What to work on.
1. List every kind of work that the text below about Finnegans Wake says the book is, in the sentence that begins "It's a novel".
2. Write the next part of the text below about Finnegans Wake, starting after its final sentence.

* BEGIN Document passage *

Philosophical Imaginatrix: Because it's 'Finnegans Wake' by James Joyce




A book written while Joyce was sinking. That's what Carl Jung tells about Finnegans Wake. Jung deduced that Joyce's works come as a process of unconscious exploration. The book is an experimentation of language that Joyce carried out for 17 long years. It's a bewildering book. Rarely we read such a gem. Because it's incomparable to any other book. Just like Joyce's Ulysses. Even the harshest critique would have nothing to say about it. If they do, well they are critique. Finnegans Wake remains a pinnacle of linguistic achievement in English. 

What makes Finnegans Wake so special? The answer is simple. It's that book, that is everything. For a reader, it's like jumping into the Rabbit Hole that was once jumped by Alice. Finnegans Wake is a wonderland. It's a novel, a myth, a poem and a riddle. It's the dreamspeak of Joyce. Joseph Campbell famously said that 'If our society should go to smash tomorrow (which, as Joyce implies, it may) one could find all the pieces, together with the forces that broke them, in Finnegans Wake'. Now Campbell is a hard nut to crack. He is a mythologist. And mythologists are lucid when they talk. But even Campbell had to admit the brilliance of Finnegans Wake. Some say, it's the funniest and dirtiest book there is.

* END Document passage *
* BEGIN Supplied data *

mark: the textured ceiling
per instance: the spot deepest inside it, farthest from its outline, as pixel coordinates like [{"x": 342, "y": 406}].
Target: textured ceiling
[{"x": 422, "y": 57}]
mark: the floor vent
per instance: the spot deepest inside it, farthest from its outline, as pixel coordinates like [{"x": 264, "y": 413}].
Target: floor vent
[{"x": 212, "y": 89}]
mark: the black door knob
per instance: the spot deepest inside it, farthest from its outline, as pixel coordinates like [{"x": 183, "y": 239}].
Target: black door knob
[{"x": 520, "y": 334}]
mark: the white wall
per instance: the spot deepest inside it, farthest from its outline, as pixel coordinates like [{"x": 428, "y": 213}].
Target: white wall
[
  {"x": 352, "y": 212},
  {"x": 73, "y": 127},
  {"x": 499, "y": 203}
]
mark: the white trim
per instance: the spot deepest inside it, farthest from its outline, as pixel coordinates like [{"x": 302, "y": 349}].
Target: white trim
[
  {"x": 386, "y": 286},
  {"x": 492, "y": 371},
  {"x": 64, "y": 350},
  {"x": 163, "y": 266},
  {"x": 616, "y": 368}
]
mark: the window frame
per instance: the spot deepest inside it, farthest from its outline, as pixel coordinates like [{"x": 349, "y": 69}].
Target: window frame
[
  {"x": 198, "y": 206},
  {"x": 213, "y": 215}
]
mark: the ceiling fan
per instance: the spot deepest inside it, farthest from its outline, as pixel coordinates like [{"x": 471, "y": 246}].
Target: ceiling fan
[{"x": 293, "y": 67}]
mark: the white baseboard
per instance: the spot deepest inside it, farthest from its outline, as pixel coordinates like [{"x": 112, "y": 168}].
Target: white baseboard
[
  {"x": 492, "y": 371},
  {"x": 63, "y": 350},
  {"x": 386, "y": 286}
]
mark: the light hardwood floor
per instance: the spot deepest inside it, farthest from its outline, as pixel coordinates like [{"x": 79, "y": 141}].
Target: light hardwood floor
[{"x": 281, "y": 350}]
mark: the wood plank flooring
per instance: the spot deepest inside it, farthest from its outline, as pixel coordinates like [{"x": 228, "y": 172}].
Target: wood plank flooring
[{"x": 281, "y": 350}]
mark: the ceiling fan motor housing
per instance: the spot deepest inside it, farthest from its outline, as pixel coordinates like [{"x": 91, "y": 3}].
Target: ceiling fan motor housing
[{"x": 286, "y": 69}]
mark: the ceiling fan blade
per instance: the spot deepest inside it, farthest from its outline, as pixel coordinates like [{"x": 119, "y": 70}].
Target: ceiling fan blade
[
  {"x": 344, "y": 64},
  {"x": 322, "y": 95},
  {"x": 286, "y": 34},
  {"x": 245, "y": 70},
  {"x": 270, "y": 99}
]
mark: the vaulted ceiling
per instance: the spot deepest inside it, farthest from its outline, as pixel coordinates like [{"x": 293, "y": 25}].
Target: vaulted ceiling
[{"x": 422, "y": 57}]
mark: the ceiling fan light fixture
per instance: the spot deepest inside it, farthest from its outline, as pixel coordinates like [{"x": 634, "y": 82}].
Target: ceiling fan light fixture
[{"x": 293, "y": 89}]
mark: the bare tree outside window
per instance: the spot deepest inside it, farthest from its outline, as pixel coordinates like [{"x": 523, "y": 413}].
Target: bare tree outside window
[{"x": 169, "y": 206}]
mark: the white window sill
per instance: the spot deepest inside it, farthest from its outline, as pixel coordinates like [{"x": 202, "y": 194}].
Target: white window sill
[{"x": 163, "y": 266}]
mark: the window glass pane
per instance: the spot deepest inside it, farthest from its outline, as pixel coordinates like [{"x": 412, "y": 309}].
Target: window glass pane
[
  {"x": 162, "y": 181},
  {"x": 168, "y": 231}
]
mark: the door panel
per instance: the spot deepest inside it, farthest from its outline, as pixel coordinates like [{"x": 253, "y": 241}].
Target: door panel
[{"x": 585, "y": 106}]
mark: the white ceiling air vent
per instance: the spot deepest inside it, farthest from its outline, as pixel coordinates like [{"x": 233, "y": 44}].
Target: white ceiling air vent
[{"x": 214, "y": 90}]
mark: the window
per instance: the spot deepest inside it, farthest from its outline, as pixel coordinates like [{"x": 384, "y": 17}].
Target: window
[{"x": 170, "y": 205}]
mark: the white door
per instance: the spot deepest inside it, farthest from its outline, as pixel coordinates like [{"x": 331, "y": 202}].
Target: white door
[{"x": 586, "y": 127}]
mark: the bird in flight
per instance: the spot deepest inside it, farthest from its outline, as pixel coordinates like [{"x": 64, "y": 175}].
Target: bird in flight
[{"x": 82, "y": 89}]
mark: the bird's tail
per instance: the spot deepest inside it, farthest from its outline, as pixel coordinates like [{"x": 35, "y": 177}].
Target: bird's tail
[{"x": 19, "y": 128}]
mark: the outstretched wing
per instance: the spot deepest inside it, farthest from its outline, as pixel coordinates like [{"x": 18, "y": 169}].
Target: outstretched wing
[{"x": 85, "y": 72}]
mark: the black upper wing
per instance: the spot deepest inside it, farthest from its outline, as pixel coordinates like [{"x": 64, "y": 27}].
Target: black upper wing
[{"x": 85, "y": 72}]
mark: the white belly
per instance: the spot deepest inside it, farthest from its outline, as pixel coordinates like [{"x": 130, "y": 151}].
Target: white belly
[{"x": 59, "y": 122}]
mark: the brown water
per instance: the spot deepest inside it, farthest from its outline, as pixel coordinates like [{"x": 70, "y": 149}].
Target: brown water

* END Supplied data *

Task results.
1. A novel, a myth, a poem and a riddle.

2.
But why am I writing about Finnegans Wake? Because I am a student of life and a lover of poetry. And the book represents life and poetry for me. I am inspired by Joyce. And mostly people love his darling Ulysses the most. But I love Finnegans Wake more than Ulysses. The book is mystifying with charm and depth. You dive a little more with every word you read. And it's like a trip, high on some psychedelic substance. Or a meditative euphoria. The play of words gives you a lucid state of thinking. I am not even sure how to define that feeling that Joyce can project in the reader's mind. The book just is the book. 

What is the book about? Well, it's about a family of a modern man who was once a giant called Finnegan. It's a story of his awakening. Like a cookbook is a bible for a chef. Finnegans Wake is a bible for a writer. So much to learn. So many layers. Such intricate details and unfoldings. Such a beautiful book. I have to accept, I feel the same about so many other books. But Finnegans Wake has a special place to a writer in me. Or may be I am just wanting to be cool. Am I? May be. But NO. Its a sincere blending of thoughts and experience. A book is a lifetime lived.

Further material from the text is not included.